*RECORDS PROVIDED*.

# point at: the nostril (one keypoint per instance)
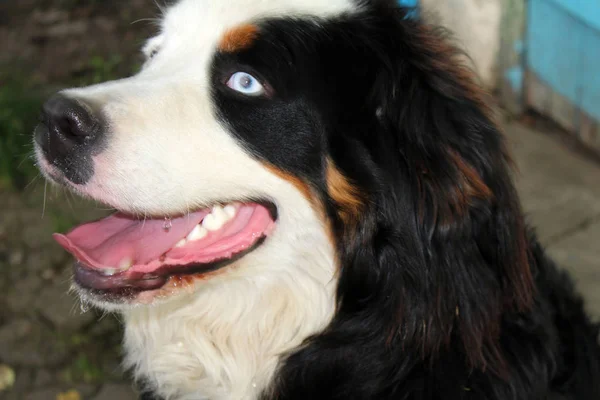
(69, 119)
(68, 134)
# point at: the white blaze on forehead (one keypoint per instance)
(201, 23)
(210, 16)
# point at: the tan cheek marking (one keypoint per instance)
(471, 184)
(239, 38)
(349, 198)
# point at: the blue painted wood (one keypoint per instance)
(587, 11)
(408, 3)
(564, 50)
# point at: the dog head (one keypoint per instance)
(339, 144)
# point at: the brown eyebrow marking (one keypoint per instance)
(238, 38)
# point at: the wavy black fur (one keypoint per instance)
(443, 294)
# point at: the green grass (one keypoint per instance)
(19, 110)
(20, 105)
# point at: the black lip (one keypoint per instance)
(127, 284)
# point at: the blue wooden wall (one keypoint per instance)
(563, 49)
(410, 3)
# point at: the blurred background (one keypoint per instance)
(538, 57)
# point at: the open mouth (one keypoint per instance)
(121, 252)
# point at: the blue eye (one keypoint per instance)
(245, 84)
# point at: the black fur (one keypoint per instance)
(442, 293)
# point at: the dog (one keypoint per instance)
(314, 202)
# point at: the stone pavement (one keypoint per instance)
(560, 192)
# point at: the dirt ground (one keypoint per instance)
(50, 347)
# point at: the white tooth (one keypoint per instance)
(125, 263)
(215, 220)
(230, 210)
(197, 233)
(220, 214)
(109, 271)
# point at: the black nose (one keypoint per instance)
(68, 134)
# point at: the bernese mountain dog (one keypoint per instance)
(313, 202)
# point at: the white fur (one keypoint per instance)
(223, 337)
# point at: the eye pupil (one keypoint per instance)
(246, 82)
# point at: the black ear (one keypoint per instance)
(439, 250)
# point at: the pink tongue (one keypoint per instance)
(106, 243)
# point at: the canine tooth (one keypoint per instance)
(125, 264)
(215, 220)
(197, 233)
(109, 271)
(230, 210)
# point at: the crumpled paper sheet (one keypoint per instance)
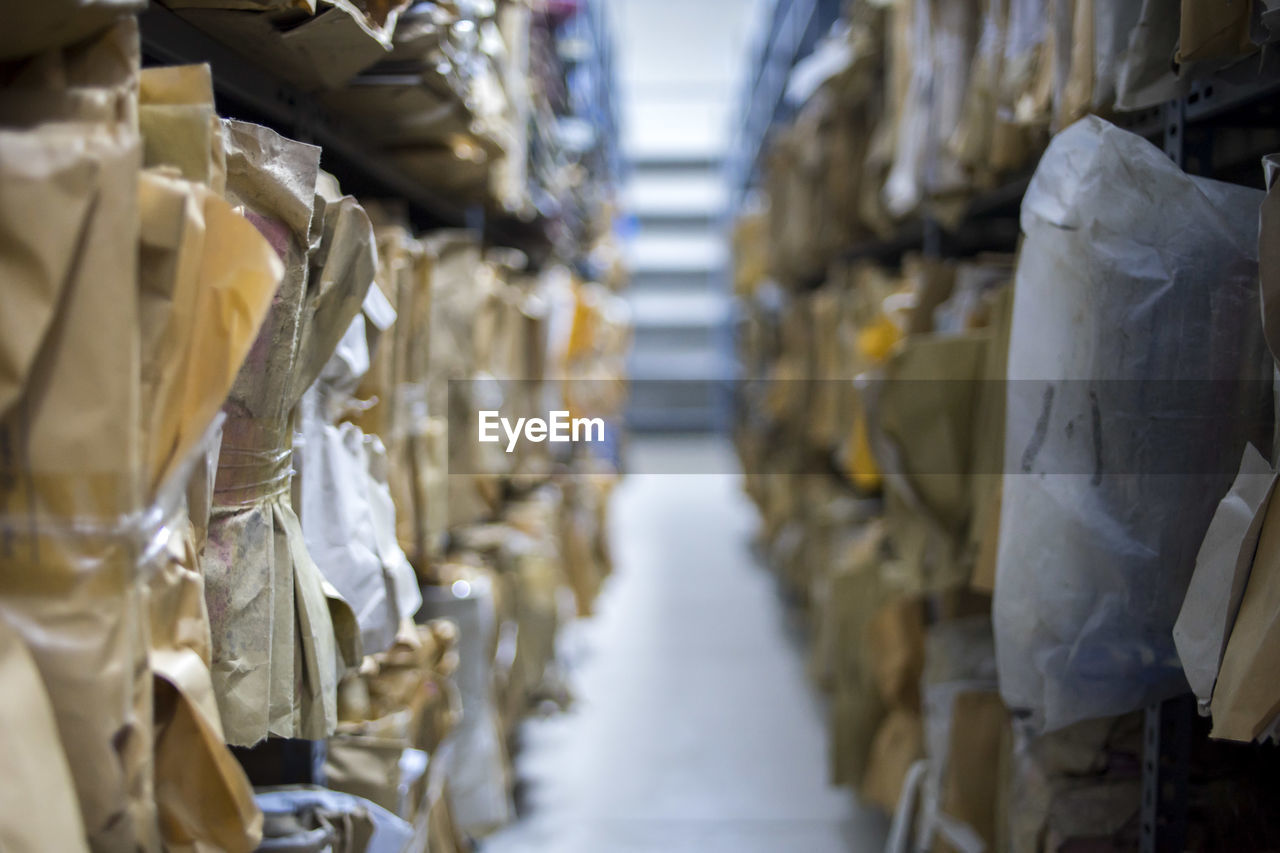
(1246, 702)
(1223, 570)
(71, 419)
(347, 516)
(39, 810)
(31, 28)
(208, 278)
(278, 648)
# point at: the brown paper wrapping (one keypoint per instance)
(208, 278)
(899, 743)
(31, 28)
(71, 486)
(970, 780)
(1214, 30)
(277, 656)
(39, 810)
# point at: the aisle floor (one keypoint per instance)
(694, 724)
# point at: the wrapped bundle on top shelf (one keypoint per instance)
(35, 27)
(282, 634)
(1097, 432)
(442, 103)
(814, 170)
(152, 293)
(311, 45)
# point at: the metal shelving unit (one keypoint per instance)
(792, 31)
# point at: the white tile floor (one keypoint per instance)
(695, 726)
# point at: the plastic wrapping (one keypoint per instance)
(1116, 455)
(347, 516)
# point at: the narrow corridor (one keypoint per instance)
(694, 725)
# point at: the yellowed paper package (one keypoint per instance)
(899, 743)
(248, 560)
(73, 502)
(970, 780)
(206, 282)
(1215, 30)
(39, 810)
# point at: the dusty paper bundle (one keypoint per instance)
(35, 27)
(1225, 632)
(1027, 74)
(178, 123)
(394, 386)
(479, 775)
(855, 594)
(315, 49)
(1223, 570)
(528, 575)
(464, 283)
(280, 633)
(984, 140)
(960, 669)
(72, 491)
(347, 516)
(206, 281)
(923, 416)
(1119, 501)
(1075, 787)
(41, 812)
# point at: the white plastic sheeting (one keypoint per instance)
(1137, 373)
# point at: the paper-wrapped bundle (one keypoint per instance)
(479, 775)
(280, 634)
(206, 279)
(1116, 456)
(41, 812)
(71, 477)
(31, 28)
(396, 714)
(312, 45)
(394, 386)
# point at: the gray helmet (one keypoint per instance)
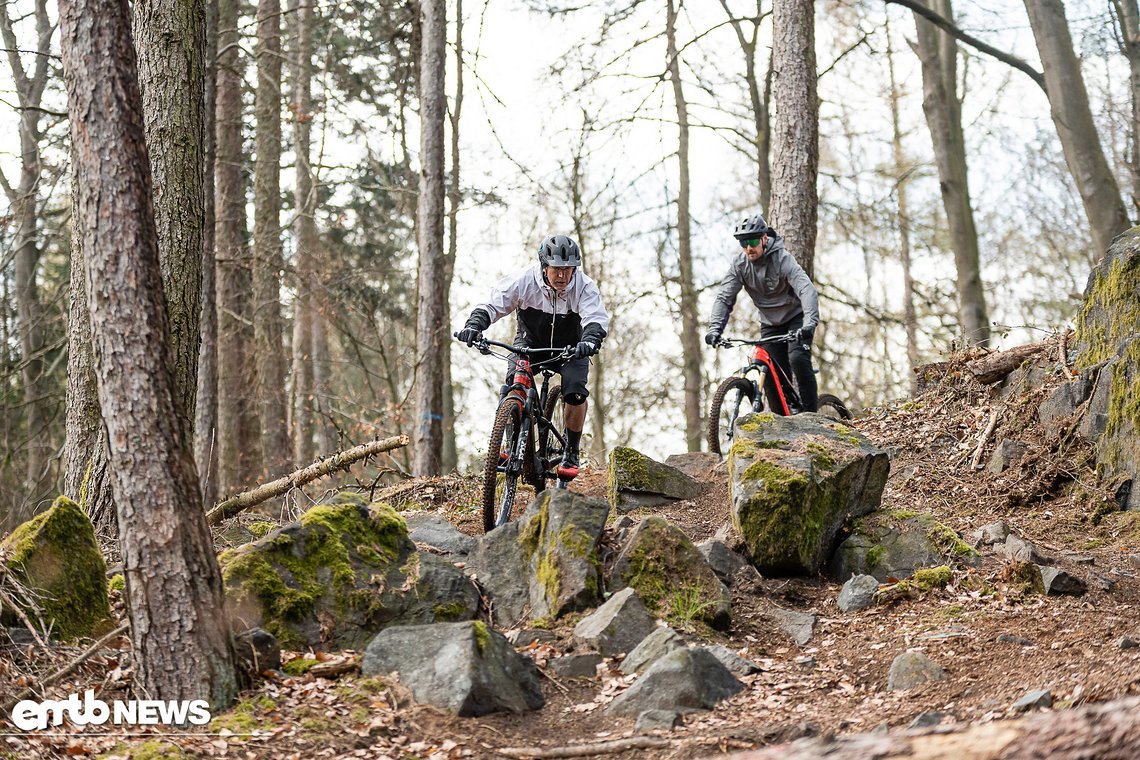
(559, 251)
(750, 227)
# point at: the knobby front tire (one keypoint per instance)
(732, 395)
(504, 438)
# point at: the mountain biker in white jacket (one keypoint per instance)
(786, 299)
(556, 305)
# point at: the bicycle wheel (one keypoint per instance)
(832, 407)
(733, 395)
(499, 449)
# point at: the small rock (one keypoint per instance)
(911, 669)
(1034, 701)
(1059, 582)
(651, 720)
(857, 593)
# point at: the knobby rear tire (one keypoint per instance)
(746, 392)
(507, 423)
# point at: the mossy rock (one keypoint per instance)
(670, 575)
(339, 575)
(889, 544)
(56, 555)
(634, 480)
(795, 481)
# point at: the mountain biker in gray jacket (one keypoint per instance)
(556, 305)
(786, 299)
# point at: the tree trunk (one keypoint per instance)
(796, 129)
(938, 52)
(690, 338)
(181, 645)
(205, 408)
(170, 38)
(432, 329)
(237, 422)
(1068, 99)
(267, 245)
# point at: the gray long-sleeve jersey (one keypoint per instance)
(779, 287)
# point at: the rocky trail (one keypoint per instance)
(1022, 629)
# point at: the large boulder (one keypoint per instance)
(889, 544)
(465, 668)
(634, 481)
(795, 481)
(670, 575)
(1108, 338)
(340, 574)
(57, 557)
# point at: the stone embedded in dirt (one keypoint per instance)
(1034, 701)
(617, 627)
(670, 575)
(658, 720)
(699, 465)
(911, 669)
(737, 664)
(439, 533)
(658, 644)
(857, 593)
(795, 481)
(1059, 582)
(577, 665)
(56, 556)
(465, 668)
(634, 481)
(559, 536)
(990, 534)
(684, 679)
(344, 571)
(798, 626)
(1006, 454)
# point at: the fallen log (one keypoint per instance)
(340, 460)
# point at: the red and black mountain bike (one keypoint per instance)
(527, 436)
(734, 392)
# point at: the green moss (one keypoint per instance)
(482, 636)
(56, 554)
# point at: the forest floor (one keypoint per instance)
(994, 646)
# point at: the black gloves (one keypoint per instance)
(585, 349)
(473, 329)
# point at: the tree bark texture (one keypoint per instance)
(267, 245)
(182, 650)
(795, 129)
(432, 329)
(170, 38)
(237, 421)
(1068, 100)
(690, 337)
(938, 54)
(205, 408)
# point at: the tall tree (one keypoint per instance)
(267, 244)
(1068, 100)
(173, 587)
(690, 336)
(795, 129)
(432, 329)
(237, 421)
(938, 52)
(22, 198)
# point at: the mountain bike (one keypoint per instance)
(527, 439)
(740, 389)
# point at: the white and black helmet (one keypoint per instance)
(559, 251)
(750, 227)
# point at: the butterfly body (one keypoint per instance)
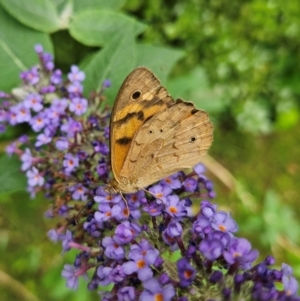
(151, 135)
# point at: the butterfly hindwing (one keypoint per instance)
(170, 141)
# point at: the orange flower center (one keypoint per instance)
(141, 264)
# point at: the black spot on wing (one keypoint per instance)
(139, 115)
(124, 140)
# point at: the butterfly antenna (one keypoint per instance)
(153, 195)
(126, 203)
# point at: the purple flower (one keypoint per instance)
(106, 212)
(38, 48)
(78, 106)
(56, 77)
(174, 229)
(71, 128)
(199, 169)
(112, 249)
(102, 169)
(62, 144)
(70, 163)
(69, 272)
(154, 208)
(126, 293)
(201, 226)
(172, 181)
(154, 291)
(239, 250)
(11, 149)
(23, 139)
(107, 198)
(34, 177)
(76, 75)
(190, 184)
(100, 147)
(75, 88)
(222, 221)
(175, 207)
(142, 248)
(54, 235)
(59, 105)
(186, 272)
(27, 159)
(103, 273)
(31, 76)
(2, 128)
(22, 113)
(79, 192)
(126, 231)
(290, 285)
(207, 209)
(160, 192)
(139, 265)
(42, 139)
(117, 274)
(211, 248)
(39, 122)
(33, 101)
(106, 83)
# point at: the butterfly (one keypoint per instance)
(153, 136)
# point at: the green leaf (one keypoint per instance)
(279, 219)
(159, 59)
(11, 178)
(194, 86)
(99, 27)
(114, 62)
(80, 5)
(16, 49)
(37, 14)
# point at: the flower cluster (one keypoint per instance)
(125, 242)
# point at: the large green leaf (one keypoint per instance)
(159, 59)
(194, 86)
(11, 178)
(80, 5)
(37, 14)
(99, 27)
(114, 62)
(16, 49)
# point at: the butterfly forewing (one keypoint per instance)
(140, 97)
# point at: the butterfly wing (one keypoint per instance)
(140, 97)
(170, 141)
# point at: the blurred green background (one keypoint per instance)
(238, 60)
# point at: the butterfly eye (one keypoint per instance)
(136, 95)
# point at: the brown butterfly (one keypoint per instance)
(151, 135)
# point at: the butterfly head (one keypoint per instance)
(123, 186)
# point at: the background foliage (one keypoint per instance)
(238, 61)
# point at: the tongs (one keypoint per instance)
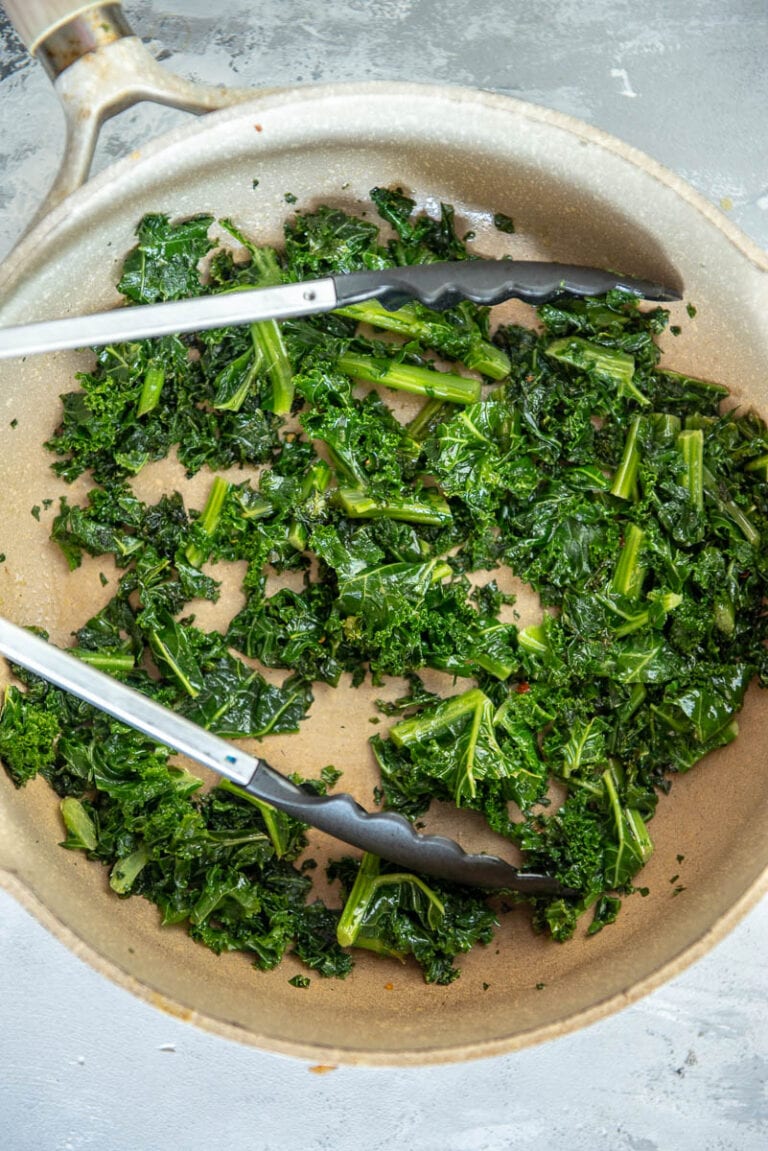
(383, 833)
(438, 286)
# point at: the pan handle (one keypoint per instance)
(99, 67)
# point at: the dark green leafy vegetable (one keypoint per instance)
(617, 488)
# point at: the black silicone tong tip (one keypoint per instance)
(445, 284)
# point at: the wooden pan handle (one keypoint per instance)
(35, 20)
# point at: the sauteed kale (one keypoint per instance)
(620, 490)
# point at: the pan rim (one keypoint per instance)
(313, 93)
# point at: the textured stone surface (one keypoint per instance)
(86, 1067)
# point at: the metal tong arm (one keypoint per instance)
(383, 833)
(439, 286)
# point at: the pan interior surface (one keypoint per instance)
(575, 197)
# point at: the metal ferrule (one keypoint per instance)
(85, 32)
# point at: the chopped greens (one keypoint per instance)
(620, 490)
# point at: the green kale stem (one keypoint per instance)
(432, 509)
(267, 340)
(208, 519)
(421, 381)
(367, 882)
(428, 416)
(111, 662)
(434, 332)
(691, 444)
(439, 719)
(81, 829)
(126, 870)
(533, 639)
(276, 823)
(624, 483)
(668, 601)
(729, 508)
(629, 574)
(608, 363)
(150, 397)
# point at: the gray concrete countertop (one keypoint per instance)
(86, 1067)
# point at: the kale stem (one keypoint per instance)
(608, 363)
(439, 721)
(431, 329)
(421, 381)
(691, 444)
(628, 574)
(271, 347)
(432, 509)
(624, 483)
(274, 821)
(208, 519)
(153, 381)
(106, 661)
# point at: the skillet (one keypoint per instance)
(577, 196)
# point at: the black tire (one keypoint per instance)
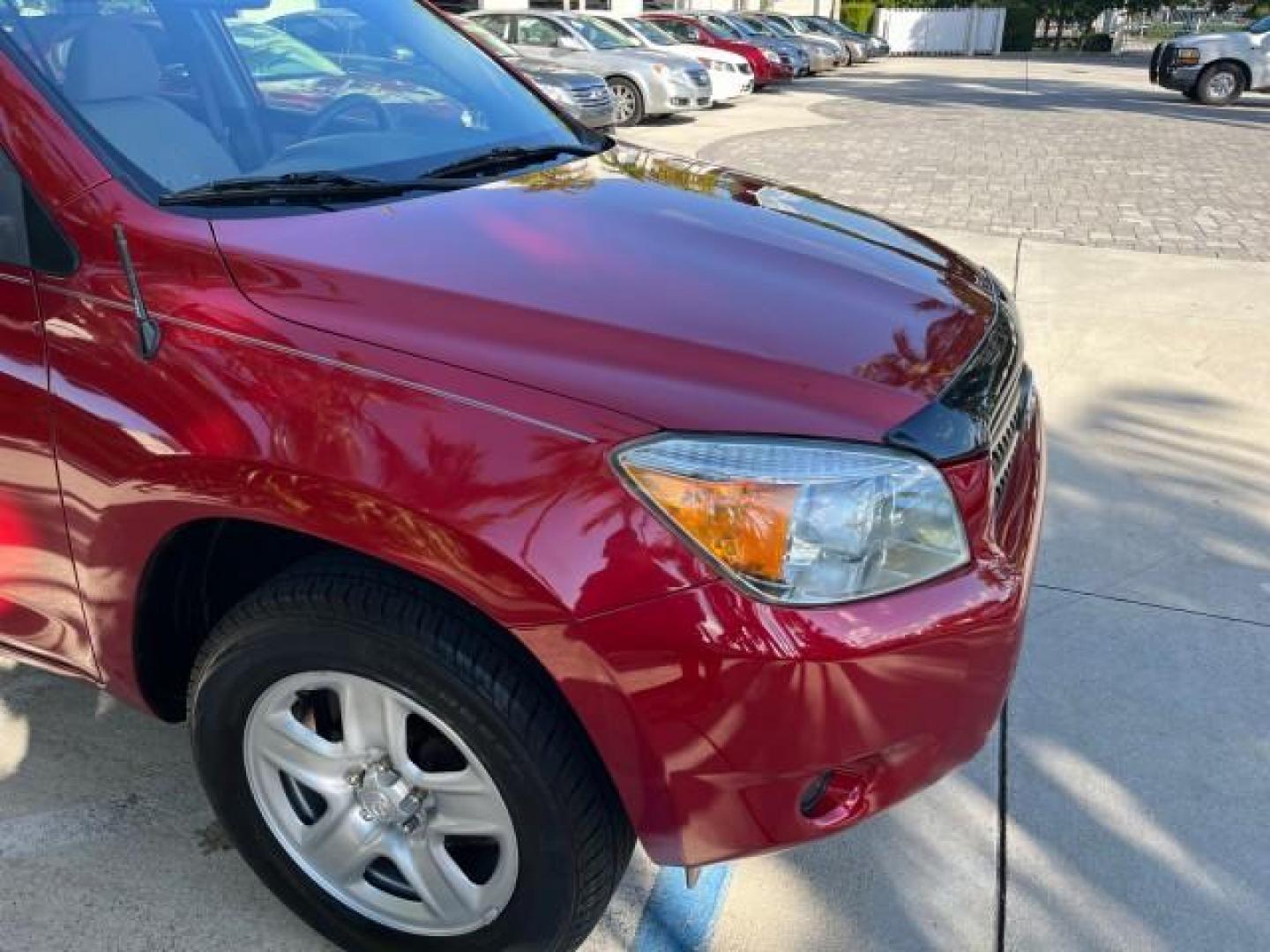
(573, 837)
(1221, 84)
(626, 92)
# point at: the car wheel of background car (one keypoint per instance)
(1220, 84)
(628, 101)
(400, 772)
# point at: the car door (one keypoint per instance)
(40, 600)
(537, 36)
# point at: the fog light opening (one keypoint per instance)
(836, 796)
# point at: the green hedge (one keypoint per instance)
(1097, 43)
(859, 16)
(1020, 28)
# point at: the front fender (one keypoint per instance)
(498, 493)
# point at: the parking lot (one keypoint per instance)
(1136, 764)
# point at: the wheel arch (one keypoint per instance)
(204, 566)
(1241, 68)
(230, 557)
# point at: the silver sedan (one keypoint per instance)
(643, 81)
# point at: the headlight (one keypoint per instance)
(803, 522)
(557, 94)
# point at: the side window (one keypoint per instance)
(499, 26)
(13, 219)
(678, 29)
(28, 236)
(534, 32)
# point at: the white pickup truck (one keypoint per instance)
(1215, 69)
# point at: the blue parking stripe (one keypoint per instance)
(678, 919)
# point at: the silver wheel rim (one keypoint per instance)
(1221, 86)
(625, 100)
(333, 764)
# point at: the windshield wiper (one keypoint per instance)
(507, 158)
(317, 187)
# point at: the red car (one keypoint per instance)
(482, 493)
(767, 65)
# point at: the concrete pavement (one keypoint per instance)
(1138, 744)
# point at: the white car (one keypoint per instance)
(730, 77)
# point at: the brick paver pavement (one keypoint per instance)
(1081, 152)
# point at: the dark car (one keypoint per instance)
(485, 494)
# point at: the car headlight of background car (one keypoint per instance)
(803, 522)
(557, 94)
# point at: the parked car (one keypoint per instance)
(862, 48)
(764, 61)
(819, 46)
(295, 78)
(643, 81)
(1215, 69)
(730, 75)
(791, 54)
(585, 95)
(820, 56)
(487, 494)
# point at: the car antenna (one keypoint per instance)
(149, 333)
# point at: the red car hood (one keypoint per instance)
(678, 294)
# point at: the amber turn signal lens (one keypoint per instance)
(742, 524)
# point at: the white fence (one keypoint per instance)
(967, 31)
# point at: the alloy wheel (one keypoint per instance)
(624, 103)
(381, 804)
(1221, 86)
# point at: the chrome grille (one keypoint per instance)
(1007, 428)
(592, 97)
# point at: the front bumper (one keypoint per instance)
(730, 86)
(594, 117)
(1165, 70)
(822, 60)
(675, 97)
(724, 711)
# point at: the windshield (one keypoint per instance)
(652, 33)
(603, 36)
(178, 94)
(485, 37)
(751, 28)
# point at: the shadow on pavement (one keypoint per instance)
(1035, 94)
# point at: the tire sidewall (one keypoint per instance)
(1206, 78)
(639, 113)
(265, 652)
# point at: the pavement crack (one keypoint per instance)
(1140, 603)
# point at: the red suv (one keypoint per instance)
(767, 65)
(482, 493)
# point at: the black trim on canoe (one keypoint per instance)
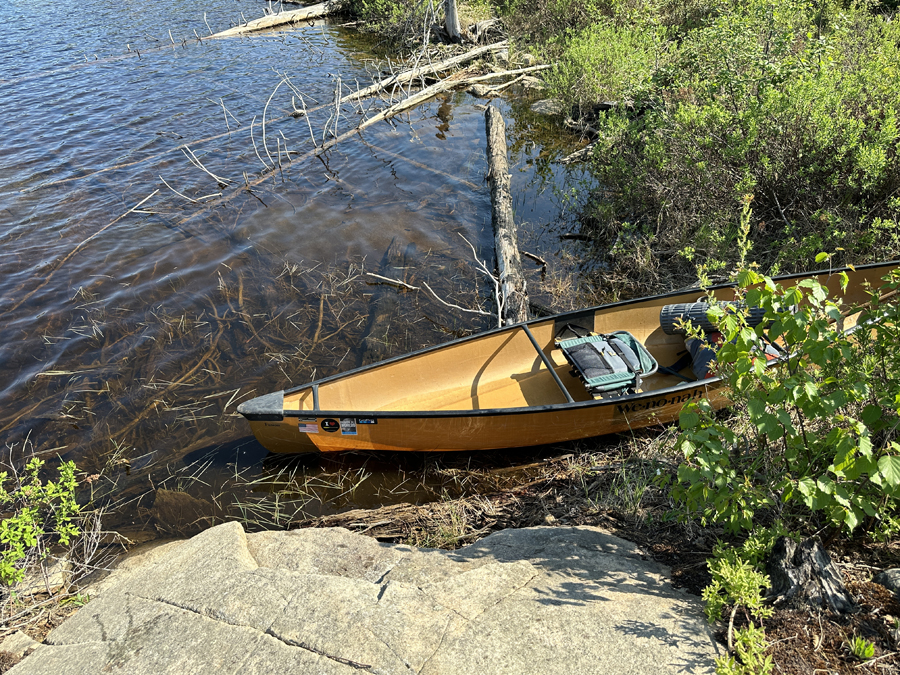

*THE TASK*.
Reproduce the part of the material that opens with the line containing "# point at: the front bumper" and closes at the end of the material, replacing "canoe" with "kayak" and changing nothing else. Omit the pictures from your answer.

*CORRECT ANSWER*.
# point at: the front bumper (one keypoint per instance)
(730, 86)
(594, 117)
(1165, 70)
(822, 60)
(675, 97)
(724, 711)
# point at: the windshield (one keypoint per instance)
(652, 33)
(603, 36)
(178, 94)
(485, 37)
(751, 28)
# point at: the shadow on pavement (one keypoint per instance)
(1035, 94)
# point at: the tire sidewall (one keypoint per instance)
(1206, 78)
(639, 113)
(265, 652)
# point at: the pavement crack (one keypoint per instance)
(1140, 603)
# point at: the red suv (one keypoint per instance)
(767, 65)
(482, 493)
# point at: the black trim on kayak (one keypoint per instance)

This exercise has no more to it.